-------- DATA SUPPLIED

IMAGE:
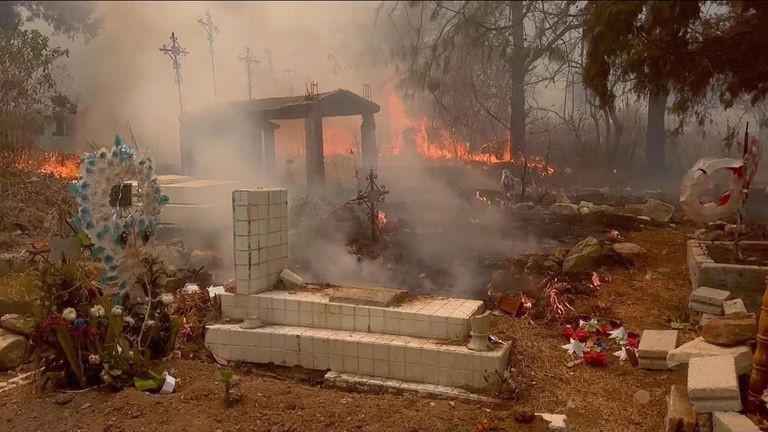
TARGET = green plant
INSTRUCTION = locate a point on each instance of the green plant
(232, 392)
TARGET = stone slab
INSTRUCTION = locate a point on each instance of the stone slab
(654, 347)
(432, 317)
(732, 422)
(698, 347)
(421, 360)
(378, 385)
(681, 416)
(708, 300)
(367, 296)
(713, 385)
(733, 306)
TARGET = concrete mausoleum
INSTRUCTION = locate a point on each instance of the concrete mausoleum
(385, 336)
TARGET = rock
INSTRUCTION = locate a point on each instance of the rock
(564, 209)
(19, 324)
(713, 384)
(698, 347)
(681, 416)
(583, 256)
(13, 350)
(642, 397)
(628, 250)
(730, 330)
(557, 422)
(658, 210)
(63, 399)
(734, 306)
(732, 422)
(524, 206)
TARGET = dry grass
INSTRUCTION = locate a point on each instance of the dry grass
(602, 399)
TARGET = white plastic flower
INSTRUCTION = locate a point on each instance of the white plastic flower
(97, 311)
(166, 298)
(69, 314)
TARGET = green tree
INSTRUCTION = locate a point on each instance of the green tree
(690, 51)
(27, 85)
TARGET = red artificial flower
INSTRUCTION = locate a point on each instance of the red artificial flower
(594, 358)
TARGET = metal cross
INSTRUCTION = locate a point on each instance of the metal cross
(174, 51)
(249, 61)
(210, 30)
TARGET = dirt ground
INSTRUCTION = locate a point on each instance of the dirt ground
(646, 295)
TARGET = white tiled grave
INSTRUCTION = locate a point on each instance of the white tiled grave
(422, 340)
(439, 318)
(422, 360)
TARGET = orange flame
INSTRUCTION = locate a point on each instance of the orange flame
(61, 165)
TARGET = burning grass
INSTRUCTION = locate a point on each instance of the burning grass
(33, 188)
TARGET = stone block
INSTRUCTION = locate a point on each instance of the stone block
(733, 306)
(681, 416)
(713, 385)
(708, 300)
(658, 210)
(742, 354)
(654, 347)
(732, 422)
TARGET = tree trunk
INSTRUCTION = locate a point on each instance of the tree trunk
(655, 145)
(517, 70)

----------------

Exactly repeat the data above; the pictures do not belong in your copy.

■ SOLUTION FOR THIS PROBLEM ■
IMAGE:
TARGET = green plant
INSTRUCTION = locate a point on each instance of the green plant
(232, 392)
TARGET = stone slab
INSTRUCTION = locate a point on each instance of the stone slab
(654, 347)
(432, 317)
(732, 422)
(698, 347)
(421, 360)
(378, 385)
(681, 416)
(708, 300)
(367, 296)
(713, 385)
(733, 306)
TARGET = concrete mausoleum
INSTRUCTION = locate a point on each instance of the concrete mausoleum
(385, 336)
TARGET = rock
INSTRUCTION = locate a point on each instance of the rock
(564, 209)
(19, 324)
(713, 384)
(698, 347)
(681, 416)
(583, 256)
(13, 350)
(642, 397)
(628, 250)
(730, 330)
(557, 422)
(658, 210)
(63, 399)
(734, 306)
(732, 422)
(524, 206)
TARGET = dry grass
INSTRUCTION = locate a point on each instance of the dry grass
(602, 399)
TARGET = white plastic flower
INSTRUCTION = locate a point on each instance of the white plastic flower
(97, 311)
(166, 298)
(69, 314)
TARGET = green tree
INSTRUCTION = locate a point on each instance of the green tree
(690, 51)
(27, 85)
TARGET = red artificial flower
INSTRUCTION = locate a point on each instance of the red artificial flower
(594, 358)
TARGET = metal cross
INSTRUCTION = locate a point on each instance of the metal cross
(174, 51)
(249, 61)
(210, 30)
TARGET = dirt ground
INSTRUCTION = locate a point on each instance of the dirt ground
(646, 295)
TARGET = white tiled grave
INSTRUCTION = locate a point on each instance of the white tiled grave
(422, 340)
(439, 318)
(422, 360)
TARGET = orange flame
INSTRUCTION = locate a point on each instance of the orange flame
(61, 165)
TARGET = burning grass
INSTRUCTION = locate a point on each instance of the burning grass
(33, 188)
TARGET = stone block
INSTRUCTION = locate a point on each instance of the stone block
(733, 306)
(681, 416)
(713, 385)
(708, 300)
(658, 210)
(742, 354)
(654, 347)
(732, 422)
TARGET = tree trunk
INSTRUCTION = locate a point on each instance of the tree trunk
(655, 145)
(517, 70)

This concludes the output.